Answer these questions about the summary on isentropic flow in pipe networks:
1. What kind of scheme does the paper develop, according to the contribution section?
2. In which regimes does the method reduce computational cost?
3. What do the numerical examples demonstrate?
==== Selected text ====
An Asymptotic-Preserving Scheme for Isentropic Flow in Pipe Networks

TL;DR

This paper introduces an asymptotic-preserving numerical scheme for simulating isentropic flow in pipe networks, effectively handling low Mach and high friction regimes with improved stability and efficiency.

Contribution

The paper develops a novel implicit-explicit scheme that remains stable and accurate across all Mach regimes, including low Mach and high friction conditions, for pipe network simulations.

Findings

Scheme is stable and accurate across all Mach regimes.

Method reduces computational cost in low Mach/high friction regimes.

Numerical examples demonstrate non-oscillatory, efficient results.
==== Supplied data ====
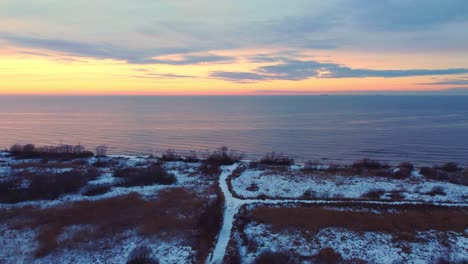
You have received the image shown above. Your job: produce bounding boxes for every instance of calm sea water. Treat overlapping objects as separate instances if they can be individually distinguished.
[0,96,468,164]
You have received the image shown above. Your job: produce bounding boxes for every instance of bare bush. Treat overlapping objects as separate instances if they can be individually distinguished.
[159,149,183,161]
[96,145,108,156]
[260,152,294,166]
[314,248,343,264]
[426,186,447,196]
[398,162,414,171]
[246,183,259,192]
[10,144,94,160]
[0,168,99,203]
[393,167,411,179]
[255,251,299,264]
[419,167,449,181]
[127,246,159,264]
[114,164,176,187]
[440,162,461,172]
[200,147,242,175]
[351,159,386,171]
[362,189,385,199]
[83,184,111,196]
[0,188,207,258]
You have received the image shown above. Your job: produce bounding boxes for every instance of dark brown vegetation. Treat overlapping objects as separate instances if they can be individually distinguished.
[0,168,99,203]
[127,246,159,264]
[362,189,385,200]
[255,248,348,264]
[260,152,294,166]
[420,166,468,185]
[248,206,468,233]
[439,162,461,172]
[200,147,242,175]
[83,184,111,196]
[351,159,389,172]
[114,164,176,187]
[159,149,184,161]
[255,251,299,264]
[426,186,447,196]
[9,144,94,161]
[0,188,223,263]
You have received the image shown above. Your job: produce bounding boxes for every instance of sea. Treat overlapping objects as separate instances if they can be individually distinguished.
[0,95,468,165]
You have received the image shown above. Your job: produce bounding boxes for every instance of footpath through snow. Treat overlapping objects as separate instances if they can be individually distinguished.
[206,163,467,264]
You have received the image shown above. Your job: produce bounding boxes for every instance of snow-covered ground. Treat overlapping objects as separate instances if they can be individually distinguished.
[231,169,468,203]
[0,152,468,263]
[0,156,208,208]
[0,225,195,264]
[237,223,468,264]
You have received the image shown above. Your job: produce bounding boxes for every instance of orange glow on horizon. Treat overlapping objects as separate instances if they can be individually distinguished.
[0,47,468,95]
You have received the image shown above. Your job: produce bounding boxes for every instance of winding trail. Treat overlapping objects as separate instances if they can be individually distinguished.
[206,163,468,264]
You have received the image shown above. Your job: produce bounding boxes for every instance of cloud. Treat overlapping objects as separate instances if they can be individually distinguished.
[420,78,468,85]
[210,71,275,83]
[0,33,235,65]
[345,0,468,31]
[210,59,468,82]
[255,88,468,96]
[132,73,197,79]
[150,54,236,65]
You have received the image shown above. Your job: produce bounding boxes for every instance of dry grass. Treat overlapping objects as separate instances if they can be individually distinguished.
[0,188,223,262]
[248,206,468,233]
[0,167,99,203]
[114,164,177,187]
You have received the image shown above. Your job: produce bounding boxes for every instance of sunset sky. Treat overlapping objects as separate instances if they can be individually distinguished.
[0,0,468,95]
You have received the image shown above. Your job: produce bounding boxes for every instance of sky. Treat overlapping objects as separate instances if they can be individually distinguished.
[0,0,468,95]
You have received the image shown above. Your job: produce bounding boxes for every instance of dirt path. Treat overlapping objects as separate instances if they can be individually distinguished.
[206,164,468,264]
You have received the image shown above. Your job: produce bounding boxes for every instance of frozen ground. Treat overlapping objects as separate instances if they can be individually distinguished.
[0,152,468,263]
[0,226,195,264]
[238,223,468,264]
[231,169,468,203]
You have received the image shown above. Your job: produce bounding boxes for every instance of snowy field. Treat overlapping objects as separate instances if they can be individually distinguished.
[228,206,468,264]
[231,162,468,203]
[0,152,217,264]
[0,152,468,264]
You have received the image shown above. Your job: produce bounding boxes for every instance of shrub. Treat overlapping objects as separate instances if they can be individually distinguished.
[426,186,447,196]
[159,149,183,161]
[362,189,385,199]
[26,171,89,200]
[0,169,99,203]
[352,159,386,171]
[127,246,159,264]
[4,188,207,258]
[393,167,411,179]
[398,162,414,171]
[420,167,449,181]
[10,144,94,160]
[114,164,176,187]
[419,167,438,178]
[200,147,242,175]
[23,144,36,154]
[197,188,224,259]
[206,146,242,165]
[83,184,111,196]
[316,248,343,264]
[301,189,318,199]
[440,162,460,172]
[184,151,200,163]
[246,183,259,192]
[389,190,406,201]
[10,144,23,155]
[96,145,108,156]
[260,152,294,166]
[255,251,298,264]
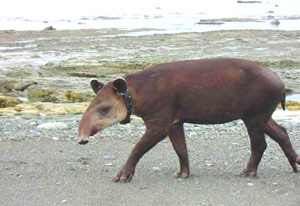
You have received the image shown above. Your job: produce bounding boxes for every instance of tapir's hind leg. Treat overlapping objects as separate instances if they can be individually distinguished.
[265,118,300,172]
[242,118,267,177]
[169,123,190,178]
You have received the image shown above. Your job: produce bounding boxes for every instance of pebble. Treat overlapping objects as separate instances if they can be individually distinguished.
[247,182,254,187]
[152,167,161,172]
[37,122,69,130]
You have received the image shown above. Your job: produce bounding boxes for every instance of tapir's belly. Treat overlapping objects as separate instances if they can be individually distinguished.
[178,88,244,124]
[177,73,250,124]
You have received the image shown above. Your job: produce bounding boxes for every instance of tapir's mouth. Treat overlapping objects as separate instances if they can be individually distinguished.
[78,129,100,145]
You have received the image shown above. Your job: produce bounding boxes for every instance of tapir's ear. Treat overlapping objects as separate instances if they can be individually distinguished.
[91,79,104,94]
[113,77,127,94]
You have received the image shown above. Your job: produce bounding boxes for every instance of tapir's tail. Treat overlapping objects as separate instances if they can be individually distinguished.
[280,93,285,111]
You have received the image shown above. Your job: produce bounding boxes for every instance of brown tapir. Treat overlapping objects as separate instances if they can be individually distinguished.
[78,58,300,181]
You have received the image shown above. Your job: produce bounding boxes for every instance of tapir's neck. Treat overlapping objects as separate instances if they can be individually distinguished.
[124,75,144,117]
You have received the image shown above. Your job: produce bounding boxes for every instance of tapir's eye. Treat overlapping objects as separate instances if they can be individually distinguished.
[100,106,111,116]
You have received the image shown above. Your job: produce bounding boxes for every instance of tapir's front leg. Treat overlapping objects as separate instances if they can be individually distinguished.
[113,127,167,182]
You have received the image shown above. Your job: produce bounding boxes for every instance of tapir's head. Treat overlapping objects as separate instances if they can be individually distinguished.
[78,78,127,144]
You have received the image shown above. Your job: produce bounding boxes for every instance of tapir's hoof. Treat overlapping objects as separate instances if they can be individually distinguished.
[112,169,134,182]
[289,155,300,172]
[172,172,190,179]
[238,168,257,177]
[296,156,300,165]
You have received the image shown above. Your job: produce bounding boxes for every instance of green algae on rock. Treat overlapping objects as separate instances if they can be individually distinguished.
[0,96,22,108]
[28,87,61,103]
[65,91,94,103]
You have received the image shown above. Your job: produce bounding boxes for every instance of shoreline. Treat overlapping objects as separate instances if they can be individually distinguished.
[0,29,300,115]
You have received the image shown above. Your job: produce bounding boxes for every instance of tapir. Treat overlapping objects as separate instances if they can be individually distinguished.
[78,58,300,182]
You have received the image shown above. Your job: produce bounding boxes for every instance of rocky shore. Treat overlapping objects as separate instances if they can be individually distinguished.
[0,29,300,115]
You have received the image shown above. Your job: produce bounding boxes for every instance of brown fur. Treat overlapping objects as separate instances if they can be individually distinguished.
[79,58,300,181]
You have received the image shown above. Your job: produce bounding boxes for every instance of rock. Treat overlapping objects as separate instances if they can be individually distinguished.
[28,86,61,103]
[237,1,261,4]
[65,91,93,103]
[37,122,69,130]
[0,96,22,108]
[18,97,29,102]
[152,167,161,172]
[44,26,56,31]
[285,101,300,111]
[70,72,98,78]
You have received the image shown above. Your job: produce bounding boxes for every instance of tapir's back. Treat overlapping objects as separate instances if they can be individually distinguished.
[125,58,284,124]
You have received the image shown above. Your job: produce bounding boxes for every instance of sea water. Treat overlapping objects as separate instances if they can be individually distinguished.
[0,0,300,35]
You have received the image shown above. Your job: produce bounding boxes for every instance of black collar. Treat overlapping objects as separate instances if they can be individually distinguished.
[120,89,132,124]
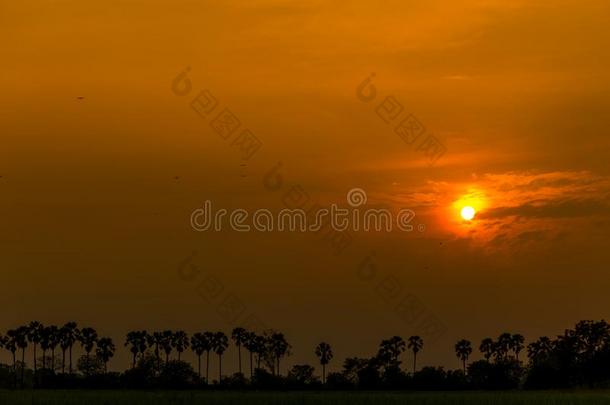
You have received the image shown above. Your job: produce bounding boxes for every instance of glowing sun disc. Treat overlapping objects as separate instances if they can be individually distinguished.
[460,207,475,221]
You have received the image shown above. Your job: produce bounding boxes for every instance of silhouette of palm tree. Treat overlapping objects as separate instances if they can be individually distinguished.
[254,335,267,368]
[202,332,214,384]
[161,330,174,363]
[125,330,148,369]
[269,332,291,375]
[172,330,189,361]
[60,322,79,374]
[4,329,19,388]
[146,332,163,372]
[191,332,209,379]
[494,332,513,360]
[27,321,44,381]
[77,328,97,364]
[377,336,406,367]
[407,336,424,374]
[212,332,229,384]
[231,328,248,374]
[40,326,51,370]
[479,338,496,362]
[15,326,30,387]
[244,332,256,379]
[316,342,333,384]
[509,333,525,361]
[95,338,116,373]
[455,339,472,374]
[527,336,553,362]
[43,325,60,372]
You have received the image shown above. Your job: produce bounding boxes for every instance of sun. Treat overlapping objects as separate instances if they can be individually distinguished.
[460,205,476,221]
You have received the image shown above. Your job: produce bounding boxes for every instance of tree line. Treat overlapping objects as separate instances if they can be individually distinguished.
[0,320,610,390]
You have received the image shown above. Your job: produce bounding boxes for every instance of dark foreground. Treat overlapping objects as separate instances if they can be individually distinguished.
[0,390,610,405]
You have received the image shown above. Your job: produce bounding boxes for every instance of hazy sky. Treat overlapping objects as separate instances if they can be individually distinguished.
[0,0,610,369]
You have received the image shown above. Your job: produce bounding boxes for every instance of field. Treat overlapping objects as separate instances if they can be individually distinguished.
[0,390,610,405]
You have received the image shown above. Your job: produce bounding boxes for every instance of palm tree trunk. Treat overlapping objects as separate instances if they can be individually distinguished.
[34,343,37,378]
[218,354,222,384]
[21,347,25,388]
[197,354,201,380]
[13,352,17,388]
[205,350,210,385]
[413,352,417,374]
[237,345,241,374]
[250,352,254,379]
[69,345,72,374]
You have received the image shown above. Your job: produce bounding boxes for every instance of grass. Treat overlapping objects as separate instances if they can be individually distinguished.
[0,390,610,405]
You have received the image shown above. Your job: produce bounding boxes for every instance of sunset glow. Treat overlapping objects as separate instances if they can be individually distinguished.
[460,206,475,221]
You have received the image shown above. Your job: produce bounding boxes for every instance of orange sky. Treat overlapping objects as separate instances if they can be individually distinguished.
[0,0,610,368]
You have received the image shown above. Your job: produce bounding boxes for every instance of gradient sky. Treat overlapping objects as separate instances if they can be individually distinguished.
[0,0,610,369]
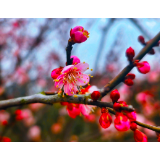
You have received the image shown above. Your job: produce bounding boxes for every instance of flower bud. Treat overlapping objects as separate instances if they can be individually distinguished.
[70,26,89,43]
[124,79,134,86]
[67,103,81,119]
[114,113,130,131]
[138,36,145,44]
[110,89,120,102]
[99,113,112,129]
[101,107,108,113]
[134,129,148,142]
[66,56,81,66]
[91,91,101,101]
[126,47,135,61]
[71,56,81,65]
[2,120,8,126]
[136,61,150,74]
[130,122,137,131]
[148,48,155,55]
[113,102,121,111]
[51,67,63,79]
[125,73,136,80]
[124,111,137,121]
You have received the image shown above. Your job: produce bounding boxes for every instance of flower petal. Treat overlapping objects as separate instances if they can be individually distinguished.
[62,65,74,74]
[64,83,78,96]
[55,75,64,88]
[79,104,91,116]
[76,74,90,86]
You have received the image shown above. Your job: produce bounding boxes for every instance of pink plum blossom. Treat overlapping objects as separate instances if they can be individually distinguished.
[55,63,89,96]
[114,113,130,131]
[67,103,81,119]
[134,129,148,142]
[71,56,81,65]
[125,111,137,121]
[70,26,89,43]
[79,104,95,116]
[28,126,41,141]
[0,111,10,125]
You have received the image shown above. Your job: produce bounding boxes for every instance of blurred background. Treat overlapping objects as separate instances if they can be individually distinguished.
[0,18,160,142]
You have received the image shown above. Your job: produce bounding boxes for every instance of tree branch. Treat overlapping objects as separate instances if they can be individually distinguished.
[101,32,160,97]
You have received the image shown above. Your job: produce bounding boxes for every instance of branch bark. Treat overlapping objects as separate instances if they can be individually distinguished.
[101,32,160,97]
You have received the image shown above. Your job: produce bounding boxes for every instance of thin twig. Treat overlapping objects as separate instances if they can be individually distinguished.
[101,32,160,97]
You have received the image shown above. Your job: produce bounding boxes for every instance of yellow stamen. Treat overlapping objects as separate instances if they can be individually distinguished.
[54,79,59,82]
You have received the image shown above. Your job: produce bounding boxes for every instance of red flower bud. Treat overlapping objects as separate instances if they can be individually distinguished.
[125,73,136,80]
[60,102,68,106]
[114,113,130,131]
[113,102,121,111]
[101,107,108,113]
[110,89,120,102]
[99,113,112,129]
[70,26,89,43]
[136,61,150,74]
[148,48,155,55]
[118,101,128,107]
[124,79,133,86]
[134,129,148,142]
[138,36,145,44]
[124,111,137,121]
[130,122,137,131]
[126,47,135,61]
[2,120,8,126]
[91,91,101,101]
[51,67,63,79]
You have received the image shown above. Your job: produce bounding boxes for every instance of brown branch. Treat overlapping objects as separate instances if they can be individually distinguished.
[66,39,75,65]
[101,32,160,97]
[0,93,160,132]
[104,107,160,132]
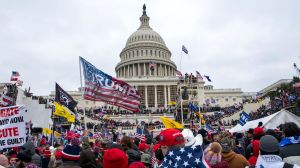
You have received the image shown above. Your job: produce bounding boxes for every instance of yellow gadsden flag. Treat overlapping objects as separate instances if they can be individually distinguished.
[160,116,183,129]
[53,102,75,123]
[168,101,176,106]
[43,128,52,135]
[196,112,205,125]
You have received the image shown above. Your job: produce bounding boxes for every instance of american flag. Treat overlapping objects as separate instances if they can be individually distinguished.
[151,154,157,167]
[196,71,203,80]
[80,57,141,112]
[182,45,189,54]
[149,62,156,68]
[159,145,209,168]
[0,95,14,107]
[134,127,147,141]
[134,133,147,141]
[205,124,217,134]
[10,71,20,81]
[176,70,182,76]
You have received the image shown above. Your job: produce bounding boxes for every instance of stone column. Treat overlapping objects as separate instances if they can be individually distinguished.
[159,64,162,76]
[153,65,157,76]
[138,63,141,77]
[154,85,157,107]
[168,85,171,102]
[132,64,136,76]
[145,86,148,108]
[144,63,147,76]
[164,85,168,108]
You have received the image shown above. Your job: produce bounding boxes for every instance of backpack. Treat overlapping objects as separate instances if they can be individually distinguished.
[282,163,294,168]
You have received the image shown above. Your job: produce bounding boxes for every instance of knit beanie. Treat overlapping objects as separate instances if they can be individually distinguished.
[44,147,51,158]
[71,138,80,146]
[219,137,232,153]
[103,148,128,168]
[0,154,9,167]
[129,162,146,168]
[62,145,80,161]
[139,143,150,152]
[204,142,222,166]
[259,135,280,153]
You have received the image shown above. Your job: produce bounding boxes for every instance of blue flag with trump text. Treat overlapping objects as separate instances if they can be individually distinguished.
[239,111,250,126]
[80,57,141,112]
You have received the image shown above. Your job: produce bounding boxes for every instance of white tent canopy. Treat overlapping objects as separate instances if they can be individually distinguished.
[229,109,300,132]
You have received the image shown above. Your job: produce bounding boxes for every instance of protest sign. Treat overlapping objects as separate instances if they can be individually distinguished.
[0,106,26,149]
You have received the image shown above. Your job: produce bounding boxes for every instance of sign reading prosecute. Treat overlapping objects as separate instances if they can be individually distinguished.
[0,106,26,149]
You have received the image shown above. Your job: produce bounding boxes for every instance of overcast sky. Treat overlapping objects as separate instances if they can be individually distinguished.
[0,0,300,95]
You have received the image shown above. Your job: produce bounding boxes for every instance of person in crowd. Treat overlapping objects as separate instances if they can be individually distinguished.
[219,134,249,168]
[159,128,208,168]
[59,138,80,168]
[79,136,97,168]
[138,142,150,153]
[233,133,245,156]
[141,153,152,168]
[42,147,51,168]
[158,128,185,156]
[255,135,299,168]
[244,128,253,148]
[121,136,141,164]
[48,148,62,168]
[103,148,128,168]
[204,142,229,168]
[129,162,145,168]
[20,141,42,167]
[16,150,40,168]
[0,154,10,168]
[280,122,300,165]
[245,124,265,165]
[198,129,210,150]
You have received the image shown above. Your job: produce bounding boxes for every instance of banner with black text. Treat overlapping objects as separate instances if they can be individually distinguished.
[0,106,26,149]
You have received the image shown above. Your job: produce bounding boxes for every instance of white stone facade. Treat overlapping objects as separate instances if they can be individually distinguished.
[115,5,178,107]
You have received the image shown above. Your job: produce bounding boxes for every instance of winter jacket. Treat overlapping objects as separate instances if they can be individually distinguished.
[58,161,81,168]
[222,151,249,168]
[256,155,299,168]
[126,149,141,165]
[279,144,300,165]
[79,143,97,168]
[22,141,42,167]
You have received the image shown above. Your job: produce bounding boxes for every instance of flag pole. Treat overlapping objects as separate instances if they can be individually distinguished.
[180,50,182,72]
[179,83,184,125]
[79,56,87,130]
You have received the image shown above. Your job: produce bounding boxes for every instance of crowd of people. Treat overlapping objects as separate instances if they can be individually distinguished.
[0,123,300,168]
====
> _Written response_
1. A novel implicit-explicit scheme.
2. Low Mach and high friction regimes.
3. Non-oscillatory, efficient results.